Reproduce word for word everything in the items below, from the line containing "Could you please indicate the gravel" down to the line containing "Could you please indicate the dry stone", both of those lines included.

— BEGIN Records for the task —

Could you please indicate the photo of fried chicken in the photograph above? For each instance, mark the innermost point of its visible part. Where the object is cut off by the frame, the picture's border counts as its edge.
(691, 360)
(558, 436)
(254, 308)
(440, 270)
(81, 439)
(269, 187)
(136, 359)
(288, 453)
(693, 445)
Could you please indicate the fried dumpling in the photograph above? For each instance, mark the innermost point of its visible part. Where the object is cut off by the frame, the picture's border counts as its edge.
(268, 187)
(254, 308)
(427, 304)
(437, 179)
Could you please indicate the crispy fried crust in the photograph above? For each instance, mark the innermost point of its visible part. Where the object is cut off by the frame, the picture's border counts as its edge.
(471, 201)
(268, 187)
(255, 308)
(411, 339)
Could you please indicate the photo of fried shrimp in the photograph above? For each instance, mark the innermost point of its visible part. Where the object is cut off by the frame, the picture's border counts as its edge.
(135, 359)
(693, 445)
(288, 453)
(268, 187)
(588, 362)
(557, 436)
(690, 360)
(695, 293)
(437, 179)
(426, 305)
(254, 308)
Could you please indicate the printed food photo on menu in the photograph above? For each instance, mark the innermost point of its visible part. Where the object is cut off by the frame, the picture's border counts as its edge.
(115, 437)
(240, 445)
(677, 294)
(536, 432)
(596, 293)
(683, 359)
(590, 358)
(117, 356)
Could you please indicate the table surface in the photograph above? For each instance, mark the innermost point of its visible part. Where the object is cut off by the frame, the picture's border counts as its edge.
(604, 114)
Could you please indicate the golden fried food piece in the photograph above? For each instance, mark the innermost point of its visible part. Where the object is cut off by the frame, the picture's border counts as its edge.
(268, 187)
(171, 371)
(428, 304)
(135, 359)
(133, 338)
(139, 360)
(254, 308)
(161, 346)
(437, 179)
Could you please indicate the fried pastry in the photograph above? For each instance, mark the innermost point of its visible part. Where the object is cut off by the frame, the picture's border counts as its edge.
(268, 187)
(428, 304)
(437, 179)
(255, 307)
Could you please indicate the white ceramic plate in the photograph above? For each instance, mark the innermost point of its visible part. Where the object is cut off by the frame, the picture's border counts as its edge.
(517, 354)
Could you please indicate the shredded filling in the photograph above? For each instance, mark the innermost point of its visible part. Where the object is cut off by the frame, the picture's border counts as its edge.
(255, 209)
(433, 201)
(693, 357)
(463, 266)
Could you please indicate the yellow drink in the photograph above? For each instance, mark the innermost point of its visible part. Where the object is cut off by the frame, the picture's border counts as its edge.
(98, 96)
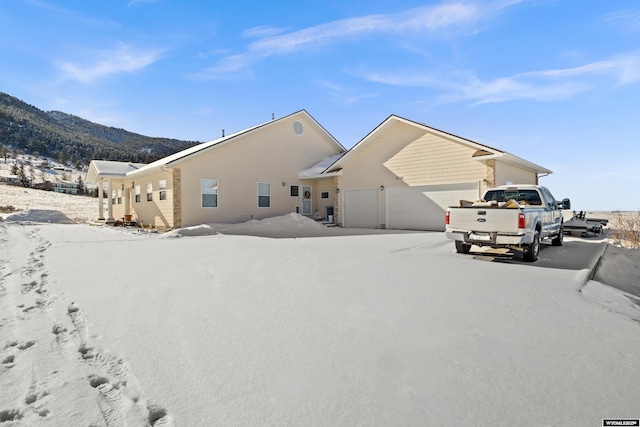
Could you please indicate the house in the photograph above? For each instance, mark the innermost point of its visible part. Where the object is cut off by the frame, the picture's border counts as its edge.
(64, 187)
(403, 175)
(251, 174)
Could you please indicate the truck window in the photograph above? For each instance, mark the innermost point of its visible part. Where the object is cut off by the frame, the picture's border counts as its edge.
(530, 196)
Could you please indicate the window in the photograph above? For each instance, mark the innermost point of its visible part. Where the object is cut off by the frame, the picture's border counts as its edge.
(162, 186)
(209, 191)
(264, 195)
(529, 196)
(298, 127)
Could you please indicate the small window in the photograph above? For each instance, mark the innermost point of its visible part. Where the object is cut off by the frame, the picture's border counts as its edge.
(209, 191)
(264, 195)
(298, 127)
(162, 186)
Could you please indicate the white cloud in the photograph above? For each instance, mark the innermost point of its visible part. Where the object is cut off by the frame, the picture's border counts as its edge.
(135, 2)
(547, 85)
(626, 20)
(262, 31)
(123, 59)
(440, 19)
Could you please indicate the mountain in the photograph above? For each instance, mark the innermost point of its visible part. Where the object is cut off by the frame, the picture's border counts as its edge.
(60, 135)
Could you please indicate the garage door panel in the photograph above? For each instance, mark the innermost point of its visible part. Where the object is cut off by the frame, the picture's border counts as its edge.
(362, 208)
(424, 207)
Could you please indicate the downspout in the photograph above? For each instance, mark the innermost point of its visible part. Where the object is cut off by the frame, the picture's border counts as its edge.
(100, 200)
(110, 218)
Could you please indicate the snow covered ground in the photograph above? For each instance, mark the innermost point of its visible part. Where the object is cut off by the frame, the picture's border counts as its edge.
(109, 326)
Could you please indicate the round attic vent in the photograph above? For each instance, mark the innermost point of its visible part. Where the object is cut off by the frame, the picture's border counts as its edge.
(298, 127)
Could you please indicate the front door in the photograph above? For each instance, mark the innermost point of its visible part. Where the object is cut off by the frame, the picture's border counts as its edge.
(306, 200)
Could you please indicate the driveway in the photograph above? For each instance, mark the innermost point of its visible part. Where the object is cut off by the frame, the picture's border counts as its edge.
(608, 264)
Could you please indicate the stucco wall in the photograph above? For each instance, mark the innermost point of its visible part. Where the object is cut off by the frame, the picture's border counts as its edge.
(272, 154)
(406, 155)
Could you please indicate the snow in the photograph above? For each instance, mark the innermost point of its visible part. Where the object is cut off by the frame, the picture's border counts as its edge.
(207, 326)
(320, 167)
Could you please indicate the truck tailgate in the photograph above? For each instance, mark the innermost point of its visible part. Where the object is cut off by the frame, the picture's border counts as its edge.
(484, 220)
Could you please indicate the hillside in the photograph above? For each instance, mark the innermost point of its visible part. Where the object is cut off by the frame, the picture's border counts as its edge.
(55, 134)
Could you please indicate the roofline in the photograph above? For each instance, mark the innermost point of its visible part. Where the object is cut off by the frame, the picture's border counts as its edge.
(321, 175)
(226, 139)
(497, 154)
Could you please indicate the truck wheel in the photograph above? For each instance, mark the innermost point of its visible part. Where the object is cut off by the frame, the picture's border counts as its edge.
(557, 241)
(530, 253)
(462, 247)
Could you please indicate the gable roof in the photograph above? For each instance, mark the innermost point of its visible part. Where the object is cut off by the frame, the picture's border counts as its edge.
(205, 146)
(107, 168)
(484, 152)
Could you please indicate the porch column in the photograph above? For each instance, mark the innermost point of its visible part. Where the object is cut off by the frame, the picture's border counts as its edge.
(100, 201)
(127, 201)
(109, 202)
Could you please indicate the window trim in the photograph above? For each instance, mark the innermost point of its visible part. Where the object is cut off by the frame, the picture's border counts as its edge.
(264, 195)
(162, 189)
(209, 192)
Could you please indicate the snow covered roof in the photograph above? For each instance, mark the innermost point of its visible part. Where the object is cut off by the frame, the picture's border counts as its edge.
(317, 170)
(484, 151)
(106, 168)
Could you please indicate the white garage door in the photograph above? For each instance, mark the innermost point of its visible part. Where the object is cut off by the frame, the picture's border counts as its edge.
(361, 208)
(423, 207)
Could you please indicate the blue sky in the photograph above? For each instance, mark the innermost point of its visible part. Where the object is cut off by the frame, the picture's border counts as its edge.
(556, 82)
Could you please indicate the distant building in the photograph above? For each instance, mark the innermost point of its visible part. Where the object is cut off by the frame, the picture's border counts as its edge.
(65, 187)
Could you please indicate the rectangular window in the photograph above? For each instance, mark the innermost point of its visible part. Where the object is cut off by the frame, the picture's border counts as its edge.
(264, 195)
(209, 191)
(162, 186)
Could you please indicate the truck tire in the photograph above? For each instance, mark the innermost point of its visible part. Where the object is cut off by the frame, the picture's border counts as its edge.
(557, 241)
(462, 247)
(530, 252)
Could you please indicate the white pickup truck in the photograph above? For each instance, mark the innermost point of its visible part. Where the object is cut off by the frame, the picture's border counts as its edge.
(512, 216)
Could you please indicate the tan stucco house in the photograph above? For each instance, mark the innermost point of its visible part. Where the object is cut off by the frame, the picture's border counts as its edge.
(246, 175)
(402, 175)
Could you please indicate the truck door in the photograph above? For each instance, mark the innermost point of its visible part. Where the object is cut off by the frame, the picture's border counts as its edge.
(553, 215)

— END Records for the task —
— BEGIN Records for the task —

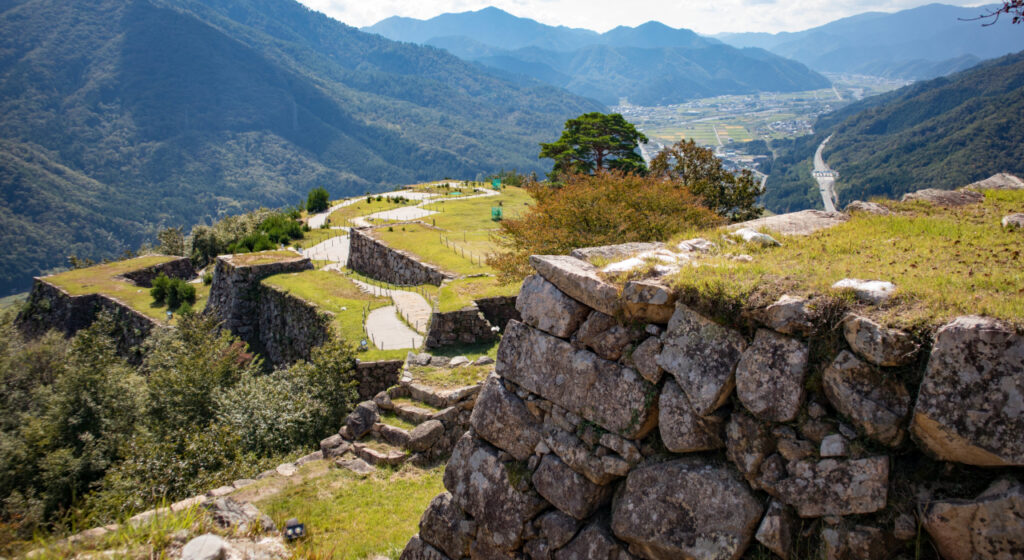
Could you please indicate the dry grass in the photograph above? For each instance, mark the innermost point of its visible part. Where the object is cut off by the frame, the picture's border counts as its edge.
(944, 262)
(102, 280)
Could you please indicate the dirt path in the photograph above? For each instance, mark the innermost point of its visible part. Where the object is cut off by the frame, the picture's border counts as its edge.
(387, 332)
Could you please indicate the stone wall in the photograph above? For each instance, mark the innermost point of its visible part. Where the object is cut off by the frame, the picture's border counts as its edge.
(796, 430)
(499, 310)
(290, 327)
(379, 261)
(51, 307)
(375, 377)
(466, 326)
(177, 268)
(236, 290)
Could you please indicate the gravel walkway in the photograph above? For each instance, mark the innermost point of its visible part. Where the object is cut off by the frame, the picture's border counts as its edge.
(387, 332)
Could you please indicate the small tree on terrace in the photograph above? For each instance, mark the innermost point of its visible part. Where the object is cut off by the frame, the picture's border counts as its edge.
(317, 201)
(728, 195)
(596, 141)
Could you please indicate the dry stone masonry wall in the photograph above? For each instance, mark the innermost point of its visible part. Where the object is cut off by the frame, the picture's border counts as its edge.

— END Records for the task —
— BEGIN Records for the task —

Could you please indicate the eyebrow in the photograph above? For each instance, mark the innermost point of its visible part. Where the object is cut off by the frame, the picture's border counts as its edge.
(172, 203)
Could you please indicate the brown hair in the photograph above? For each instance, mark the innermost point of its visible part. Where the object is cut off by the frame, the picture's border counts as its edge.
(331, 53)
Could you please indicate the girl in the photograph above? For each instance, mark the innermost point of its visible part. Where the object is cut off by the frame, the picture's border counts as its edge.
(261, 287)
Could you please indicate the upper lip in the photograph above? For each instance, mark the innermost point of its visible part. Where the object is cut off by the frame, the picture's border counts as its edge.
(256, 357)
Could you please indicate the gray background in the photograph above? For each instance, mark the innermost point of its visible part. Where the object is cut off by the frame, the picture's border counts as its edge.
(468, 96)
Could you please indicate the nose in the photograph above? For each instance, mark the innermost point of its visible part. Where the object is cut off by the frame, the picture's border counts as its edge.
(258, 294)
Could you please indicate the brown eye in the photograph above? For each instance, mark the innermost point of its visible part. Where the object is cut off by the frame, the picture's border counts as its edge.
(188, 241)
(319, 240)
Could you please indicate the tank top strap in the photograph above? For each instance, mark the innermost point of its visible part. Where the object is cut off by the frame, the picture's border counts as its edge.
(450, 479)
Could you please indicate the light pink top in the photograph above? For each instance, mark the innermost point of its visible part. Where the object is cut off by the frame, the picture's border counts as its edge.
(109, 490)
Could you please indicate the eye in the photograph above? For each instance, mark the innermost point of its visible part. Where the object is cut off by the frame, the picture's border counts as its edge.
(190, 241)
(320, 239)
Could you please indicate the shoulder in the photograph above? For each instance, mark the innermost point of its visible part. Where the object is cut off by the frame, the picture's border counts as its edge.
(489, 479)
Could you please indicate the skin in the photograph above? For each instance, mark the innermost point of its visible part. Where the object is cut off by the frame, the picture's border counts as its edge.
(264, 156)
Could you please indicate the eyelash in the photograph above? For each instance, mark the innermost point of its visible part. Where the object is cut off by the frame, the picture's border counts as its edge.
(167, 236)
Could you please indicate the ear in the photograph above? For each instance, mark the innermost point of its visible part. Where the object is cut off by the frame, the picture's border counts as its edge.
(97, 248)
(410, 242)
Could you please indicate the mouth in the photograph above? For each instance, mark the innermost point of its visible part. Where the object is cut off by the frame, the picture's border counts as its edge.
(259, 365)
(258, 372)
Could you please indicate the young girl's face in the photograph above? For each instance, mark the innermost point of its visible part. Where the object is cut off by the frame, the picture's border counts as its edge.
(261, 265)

— END Records for the task —

_Answer to this task_
Could you please indicate the gravel walkway in the photograph above? For each instance, mark the innermost point of its visible part. Where the object is cut off by the frame, the picture's border counts as its edge.
(387, 332)
Could you please indicate the small tree on terrace in the photograph above? For each instance, mark the innermost point of its visible part. Where the object is cut off by the frame, the picture's border counts as its edge.
(317, 201)
(728, 195)
(596, 141)
Could you please indicate the dry stone masonry wall in the photograph above? For each instance, mark the innermost point of its visible part. Where the object is cut off by the frame, the picture's border counts as its edge.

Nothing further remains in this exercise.